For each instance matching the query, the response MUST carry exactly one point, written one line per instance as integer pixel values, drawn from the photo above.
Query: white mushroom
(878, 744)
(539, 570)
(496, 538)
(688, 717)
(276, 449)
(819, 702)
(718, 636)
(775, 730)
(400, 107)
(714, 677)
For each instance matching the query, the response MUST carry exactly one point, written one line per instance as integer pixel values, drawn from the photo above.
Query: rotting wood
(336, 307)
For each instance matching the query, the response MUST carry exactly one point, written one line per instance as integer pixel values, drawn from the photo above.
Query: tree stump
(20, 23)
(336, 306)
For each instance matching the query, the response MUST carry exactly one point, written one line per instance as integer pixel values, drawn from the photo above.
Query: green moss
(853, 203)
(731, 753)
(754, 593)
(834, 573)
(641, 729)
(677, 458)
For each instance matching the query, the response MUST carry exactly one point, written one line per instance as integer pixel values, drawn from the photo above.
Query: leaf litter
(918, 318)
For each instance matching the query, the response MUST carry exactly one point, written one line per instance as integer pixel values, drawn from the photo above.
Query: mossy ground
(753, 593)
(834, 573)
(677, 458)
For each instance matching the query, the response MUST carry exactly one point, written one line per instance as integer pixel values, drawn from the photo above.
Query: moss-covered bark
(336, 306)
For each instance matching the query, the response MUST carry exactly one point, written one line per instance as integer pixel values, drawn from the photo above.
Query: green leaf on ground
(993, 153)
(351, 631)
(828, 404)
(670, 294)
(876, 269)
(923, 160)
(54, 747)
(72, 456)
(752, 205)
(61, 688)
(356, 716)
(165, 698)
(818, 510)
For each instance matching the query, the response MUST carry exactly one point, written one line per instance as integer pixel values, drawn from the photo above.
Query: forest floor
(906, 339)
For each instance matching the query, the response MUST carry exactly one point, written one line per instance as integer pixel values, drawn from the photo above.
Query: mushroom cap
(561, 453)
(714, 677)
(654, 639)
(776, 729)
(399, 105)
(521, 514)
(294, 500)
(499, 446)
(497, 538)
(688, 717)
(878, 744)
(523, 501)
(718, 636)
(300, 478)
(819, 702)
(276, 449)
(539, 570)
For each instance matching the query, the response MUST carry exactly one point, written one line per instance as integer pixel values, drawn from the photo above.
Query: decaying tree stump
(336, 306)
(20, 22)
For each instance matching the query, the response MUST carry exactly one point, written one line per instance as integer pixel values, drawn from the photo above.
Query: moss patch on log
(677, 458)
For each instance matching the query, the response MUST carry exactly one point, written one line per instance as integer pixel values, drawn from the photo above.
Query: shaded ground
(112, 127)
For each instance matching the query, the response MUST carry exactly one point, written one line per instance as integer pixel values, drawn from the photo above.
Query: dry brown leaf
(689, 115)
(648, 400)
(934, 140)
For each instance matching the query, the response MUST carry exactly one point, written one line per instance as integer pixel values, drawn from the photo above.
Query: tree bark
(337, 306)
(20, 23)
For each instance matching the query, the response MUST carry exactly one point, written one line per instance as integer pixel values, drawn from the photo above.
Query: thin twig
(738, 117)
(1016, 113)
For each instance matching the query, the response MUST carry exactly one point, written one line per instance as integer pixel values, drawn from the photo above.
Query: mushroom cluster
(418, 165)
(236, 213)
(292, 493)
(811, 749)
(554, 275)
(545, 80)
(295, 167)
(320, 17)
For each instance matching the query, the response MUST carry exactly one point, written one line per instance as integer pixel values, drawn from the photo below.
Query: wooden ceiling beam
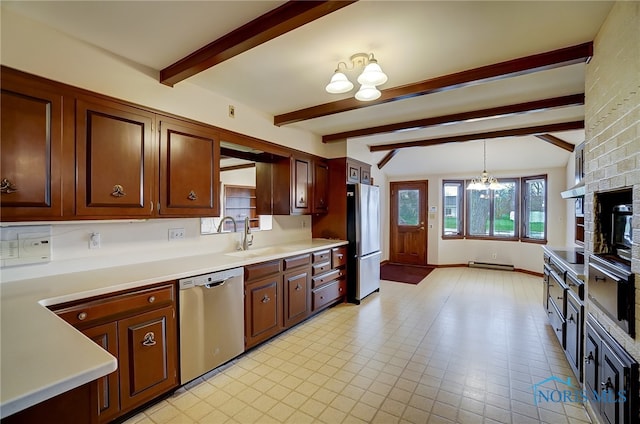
(556, 142)
(387, 158)
(513, 132)
(495, 112)
(287, 17)
(511, 68)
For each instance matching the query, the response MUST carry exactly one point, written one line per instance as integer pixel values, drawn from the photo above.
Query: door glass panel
(408, 207)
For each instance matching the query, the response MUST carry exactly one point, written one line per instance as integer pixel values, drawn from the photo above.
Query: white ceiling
(412, 40)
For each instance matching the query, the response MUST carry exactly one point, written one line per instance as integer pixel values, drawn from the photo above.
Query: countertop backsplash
(130, 242)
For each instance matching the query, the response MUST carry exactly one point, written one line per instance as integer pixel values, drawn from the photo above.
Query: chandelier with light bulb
(371, 77)
(484, 181)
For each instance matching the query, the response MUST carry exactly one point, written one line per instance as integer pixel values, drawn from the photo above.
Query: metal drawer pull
(149, 339)
(588, 359)
(118, 191)
(606, 385)
(7, 187)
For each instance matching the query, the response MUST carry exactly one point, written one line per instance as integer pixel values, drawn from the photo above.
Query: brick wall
(612, 121)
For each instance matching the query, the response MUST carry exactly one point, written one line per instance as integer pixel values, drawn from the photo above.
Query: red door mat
(404, 273)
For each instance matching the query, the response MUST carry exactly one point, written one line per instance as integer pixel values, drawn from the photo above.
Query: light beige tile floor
(463, 346)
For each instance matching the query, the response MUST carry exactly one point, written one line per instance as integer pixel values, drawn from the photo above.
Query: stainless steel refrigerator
(363, 233)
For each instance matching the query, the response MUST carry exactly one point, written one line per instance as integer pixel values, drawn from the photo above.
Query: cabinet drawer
(117, 305)
(328, 293)
(326, 278)
(338, 256)
(297, 261)
(321, 256)
(321, 268)
(264, 269)
(558, 323)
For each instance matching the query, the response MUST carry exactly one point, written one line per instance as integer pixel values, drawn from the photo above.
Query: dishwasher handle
(214, 284)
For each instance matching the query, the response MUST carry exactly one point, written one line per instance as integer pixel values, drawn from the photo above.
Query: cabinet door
(612, 406)
(147, 355)
(320, 187)
(189, 169)
(297, 293)
(574, 334)
(106, 336)
(30, 151)
(301, 186)
(115, 160)
(263, 310)
(591, 362)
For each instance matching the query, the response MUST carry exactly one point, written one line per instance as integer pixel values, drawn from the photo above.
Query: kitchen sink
(263, 251)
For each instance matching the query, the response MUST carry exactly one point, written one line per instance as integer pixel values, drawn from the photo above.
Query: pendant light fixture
(369, 79)
(484, 181)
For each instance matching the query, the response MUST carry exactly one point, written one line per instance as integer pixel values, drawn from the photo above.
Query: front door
(408, 234)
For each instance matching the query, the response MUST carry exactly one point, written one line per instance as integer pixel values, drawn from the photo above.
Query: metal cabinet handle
(118, 191)
(149, 339)
(7, 187)
(588, 359)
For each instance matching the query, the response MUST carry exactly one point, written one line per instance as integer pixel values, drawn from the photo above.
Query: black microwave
(622, 231)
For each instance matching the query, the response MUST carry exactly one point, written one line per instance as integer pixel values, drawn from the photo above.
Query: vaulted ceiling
(497, 71)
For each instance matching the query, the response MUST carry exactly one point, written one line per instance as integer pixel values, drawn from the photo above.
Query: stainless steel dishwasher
(211, 321)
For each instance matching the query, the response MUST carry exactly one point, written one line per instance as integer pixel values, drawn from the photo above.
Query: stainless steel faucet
(235, 226)
(246, 240)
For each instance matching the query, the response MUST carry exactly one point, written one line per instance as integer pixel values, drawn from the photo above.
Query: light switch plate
(25, 245)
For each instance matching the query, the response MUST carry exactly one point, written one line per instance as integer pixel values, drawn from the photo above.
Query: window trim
(520, 206)
(492, 197)
(523, 182)
(461, 212)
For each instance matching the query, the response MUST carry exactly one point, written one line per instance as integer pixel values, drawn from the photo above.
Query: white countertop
(42, 356)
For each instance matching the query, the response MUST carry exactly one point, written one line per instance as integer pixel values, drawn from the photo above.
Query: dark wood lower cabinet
(263, 310)
(147, 356)
(284, 292)
(611, 377)
(138, 328)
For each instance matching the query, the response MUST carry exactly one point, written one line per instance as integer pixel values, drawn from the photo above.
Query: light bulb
(367, 93)
(339, 84)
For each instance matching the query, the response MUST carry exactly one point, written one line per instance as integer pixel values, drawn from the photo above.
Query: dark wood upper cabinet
(301, 185)
(31, 150)
(320, 186)
(189, 169)
(115, 154)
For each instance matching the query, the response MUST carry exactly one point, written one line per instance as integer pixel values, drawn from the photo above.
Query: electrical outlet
(94, 241)
(176, 234)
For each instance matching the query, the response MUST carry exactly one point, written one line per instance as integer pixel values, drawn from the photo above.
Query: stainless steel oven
(611, 288)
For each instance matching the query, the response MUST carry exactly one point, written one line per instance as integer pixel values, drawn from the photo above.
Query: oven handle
(218, 283)
(607, 274)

WORK TO DO: Count how many of the lines above contain the string "drawer", matching case exactly. Reply with the number alone.

EXERCISE RESULT: 2